---------- Exercise data ----------
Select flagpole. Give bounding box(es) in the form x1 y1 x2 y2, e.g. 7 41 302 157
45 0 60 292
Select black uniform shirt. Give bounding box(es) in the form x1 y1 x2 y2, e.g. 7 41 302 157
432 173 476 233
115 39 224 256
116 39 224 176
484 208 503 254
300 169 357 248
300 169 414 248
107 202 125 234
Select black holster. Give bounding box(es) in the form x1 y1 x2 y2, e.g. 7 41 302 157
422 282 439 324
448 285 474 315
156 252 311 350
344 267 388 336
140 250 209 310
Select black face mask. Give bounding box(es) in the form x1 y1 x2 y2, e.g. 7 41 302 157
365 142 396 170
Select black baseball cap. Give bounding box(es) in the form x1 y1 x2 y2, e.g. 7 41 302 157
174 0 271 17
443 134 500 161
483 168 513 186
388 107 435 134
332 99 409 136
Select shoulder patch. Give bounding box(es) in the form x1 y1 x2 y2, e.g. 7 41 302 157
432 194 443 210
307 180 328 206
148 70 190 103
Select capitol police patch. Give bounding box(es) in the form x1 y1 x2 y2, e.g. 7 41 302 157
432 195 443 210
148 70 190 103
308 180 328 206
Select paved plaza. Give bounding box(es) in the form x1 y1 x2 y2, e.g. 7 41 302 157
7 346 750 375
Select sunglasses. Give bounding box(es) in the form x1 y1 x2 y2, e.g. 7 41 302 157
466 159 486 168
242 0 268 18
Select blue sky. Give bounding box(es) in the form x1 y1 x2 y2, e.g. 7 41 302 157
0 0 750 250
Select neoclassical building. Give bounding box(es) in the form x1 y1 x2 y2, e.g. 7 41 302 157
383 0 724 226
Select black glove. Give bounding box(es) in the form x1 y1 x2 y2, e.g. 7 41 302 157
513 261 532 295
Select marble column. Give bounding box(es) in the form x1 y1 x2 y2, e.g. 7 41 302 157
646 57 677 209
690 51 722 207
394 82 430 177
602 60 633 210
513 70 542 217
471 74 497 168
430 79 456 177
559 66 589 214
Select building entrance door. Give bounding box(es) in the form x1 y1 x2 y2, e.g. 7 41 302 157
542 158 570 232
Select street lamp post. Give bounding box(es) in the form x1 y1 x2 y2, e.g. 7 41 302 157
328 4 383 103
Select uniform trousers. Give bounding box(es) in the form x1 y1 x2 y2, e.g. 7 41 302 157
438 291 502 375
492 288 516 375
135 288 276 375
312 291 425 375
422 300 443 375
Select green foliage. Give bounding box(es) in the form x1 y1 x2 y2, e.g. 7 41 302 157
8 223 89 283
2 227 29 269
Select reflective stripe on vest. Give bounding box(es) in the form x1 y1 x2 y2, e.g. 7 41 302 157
----------
> Task goal
In the part of the material that opens with the line containing "Select capitol police" and closes with the line containing "542 158 570 232", swap "marble" for "stone" and leave everything else unchanged. Return only those lines.

> Reply to the exercise
Select capitol police patch. Give bounding box(es) in the form x1 y1 x2 y2, e.g. 7 41 302 157
432 195 443 210
148 70 190 103
308 180 328 206
Select paved plaza. Give bounding box(es) in the form x1 y1 x2 y2, e.g. 7 41 302 157
7 346 750 375
Select sunglasses. Give bounding box(es) in the form x1 y1 x2 y2, e.g. 7 41 302 157
466 159 486 168
242 0 268 18
Select blue sky. Give bounding box(es) in the form x1 y1 x2 y2, e.g. 7 41 302 157
0 0 750 250
Select neoclassical building. Give bounding box(es) in the form x1 y1 x2 y2, e.g. 7 41 302 157
383 0 724 226
Select black glove. Give bounding box(es) in the form x1 y1 x2 y2, e.g. 7 41 302 157
513 261 532 295
Select stone column. Give bounding box(es) in the form x1 y1 x2 y2, e.g. 7 41 302 157
646 57 677 209
690 51 722 207
394 82 430 177
602 60 633 210
513 70 542 217
471 74 497 168
430 79 456 177
559 66 589 214
Select building entrance door. Give bounding box(es) in the form x1 y1 x2 y2, e.g. 7 41 302 157
542 158 570 232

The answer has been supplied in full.